Unmittelbar nach der Landung verurteilte er die Angriffe "mit aller Schärfe"
in einer schriftlichen Erklärung. "Mit dieser unverantwortlichen und durch
nichts zu rechtfertigenden Attacke riskiert Iran einen regionalen Flächenbrand",
teilte Regierungssprecher Steffen Hebestreit im Namen des Kanzlers mit. "In
diesen schweren Stunden steht Deutschland eng an der Seite Israels."

Scholz im Flieger laufend über Angriffe unterrichtet

Scholz war während des Flugs laufend über die Eskalation im Nahen Osten
unterrichtet worden. Die Delegation habe auch in engem Kontakt mit den deutschen
Sicherheitsbehörden gestanden. Telefonate mit den Verbündeten gab es aus dem
Flieger aber nicht. Für den Abend war eine Konferenz der G7-Gruppe führender
westlicher Industriestaaten geplant - zur Abstimmung der Reaktion auf den
Luftangriff. Um eine abhörsichere Kommunikation des Kanzlers aus China zu
gewährleisten, ist ein IT-Experte mit dabei.

Der Vergeltungsschlag für einen mutmaßlich von Israel geführten Luftangriff
auf das iranische Botschaftsgelände in Syriens Hauptstadt Damaskus war seit
Tagen erwartet worden. Es gab auch Hinweise darauf, dass er an diesem Wochenende
stattfinden könnte. Scholz entschied sich trotzdem, seine Reise anzutreten - und
dann Programmänderungen in Kauf zu nehmen.

+ + + + +

Arbeitsanweisungen:
A - Wer hat laut Textauszug die Erklärung im Namen des Kanzlers mitgeteilt?
B - Gib den Abschnitt des Textauszugs zwischen „Der Vergeltungsschlag für“ und „Kauf zu nehmen.“ (einschließlich) wieder und tausche dabei „Vergeltungsschlag“ gegen „Gegenschlag“ aus.
C - Erkläre anhand des Textauszugs, weshalb ein IT-Experte den Kanzler begleitet.

Bereitgestelltes Material:
+ + + + +

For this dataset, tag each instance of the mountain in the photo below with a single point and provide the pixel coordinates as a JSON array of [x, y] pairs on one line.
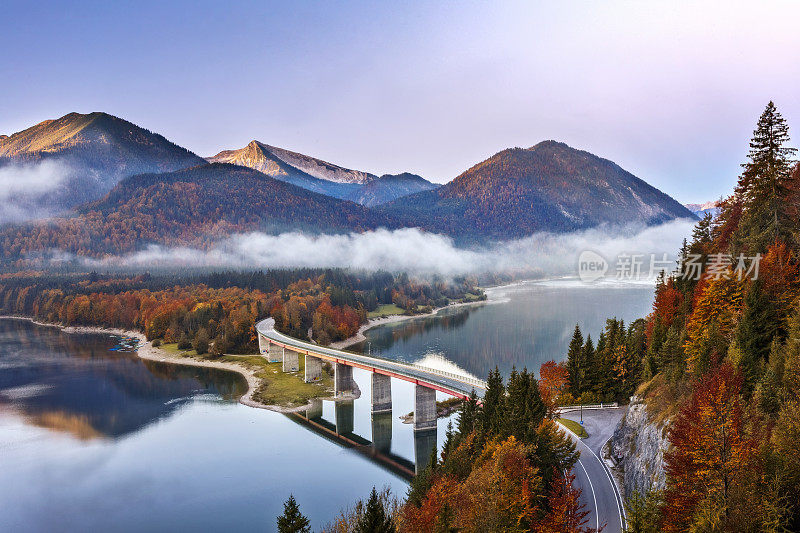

+ + + + +

Gelöste Aufgaben:
A - Regierungssprecher Steffen Hebestreit.

B -
Der Gegenschlag für einen mutmaßlich von Israel geführten Luftangriff
auf das iranische Botschaftsgelände in Syriens Hauptstadt Damaskus war seit
Tagen erwartet worden. Es gab auch Hinweise darauf, dass er an diesem Wochenende
stattfinden könnte. Scholz entschied sich trotzdem, seine Reise anzutreten - und
dann Programmänderungen in Kauf zu nehmen.

C - Der IT-Experte soll eine abhörsichere Kommunikation des Kanzlers aus China gewährleisten.